[PASSAGE PROVIDED]

CONTENTS:- Introduction; Urban Governance in India; Evelin Hust; The Framework - Environment, Decentralization, Liberalization and Governmentality; 1. Governing India's Urban Environment: Problems, Policies and Politics; 2. Planning of Indian Mega-Cities: Issues of Governance, the Public Sphere and a Pinch of Civil Society; 3. Women and Urban Development: Do They make a Difference? A Case Study of the Municipal Corporation of Delhi; 4. Slum as Achievement: Governmentality and the Agency of Slum Dwellers; Infrastructure - Technical, Social and Cultural Aspects; 5. Towards an Improved Urban Governance of Public Services: Water Supply and Sanitation; 6. Reflections on Urbanization in Water Infrastructure and Local Discourse in a Town in the Making; 7. Waste and the City: Public Responses to the Problems of Municipal Solid Waste Management in Indian Metropolitan Cities; 8. Pigs and Power: Urban Space and Urban Decay; In Time and Space - Urban Settlement and the State; 9. Planning Urban Chaos: State and Refugees in Post-Partition Delhi; 10. Town-Planing and Urban Resistance in the Old City of Delhi, 1937-77; 11. Urban Villages of Delhi; 12. Residential Practices, Creation and Use of Urban Space: Unauthorized Colonies in Delhi; Note on contributors.

[/PASSAGE PROVIDED]
[DATA SECTION]

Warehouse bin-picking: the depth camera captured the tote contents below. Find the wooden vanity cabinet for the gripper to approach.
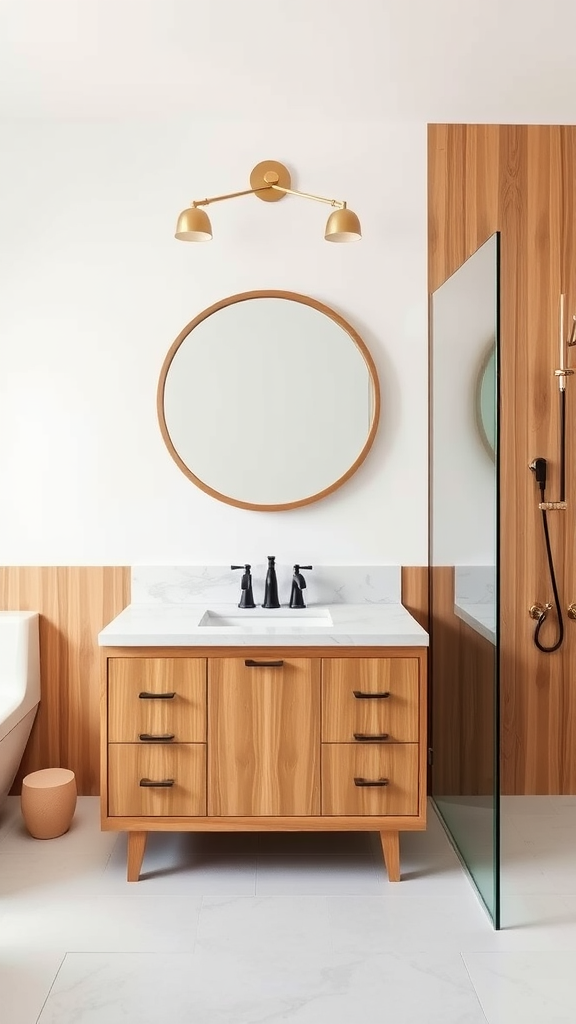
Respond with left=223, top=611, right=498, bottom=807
left=100, top=647, right=427, bottom=881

[/DATA SECTION]

• _ABOUT THIS EXERCISE_: Reproduce the full contents list on urban governance in India from above, word for word.

• _YOUR SOLUTION_:
CONTENTS:- Introduction; Urban Governance in India; Evelin Hust; The Framework - Environment, Decentralization, Liberalization and Governmentality; 1. Governing India's Urban Environment: Problems, Policies and Politics; 2. Planning of Indian Mega-Cities: Issues of Governance, the Public Sphere and a Pinch of Civil Society; 3. Women and Urban Development: Do They make a Difference? A Case Study of the Municipal Corporation of Delhi; 4. Slum as Achievement: Governmentality and the Agency of Slum Dwellers; Infrastructure - Technical, Social and Cultural Aspects; 5. Towards an Improved Urban Governance of Public Services: Water Supply and Sanitation; 6. Reflections on Urbanization in Water Infrastructure and Local Discourse in a Town in the Making; 7. Waste and the City: Public Responses to the Problems of Municipal Solid Waste Management in Indian Metropolitan Cities; 8. Pigs and Power: Urban Space and Urban Decay; In Time and Space - Urban Settlement and the State; 9. Planning Urban Chaos: State and Refugees in Post-Partition Delhi; 10. Town-Planing and Urban Resistance in the Old City of Delhi, 1937-77; 11. Urban Villages of Delhi; 12. Residential Practices, Creation and Use of Urban Space: Unauthorized Colonies in Delhi; Note on contributors.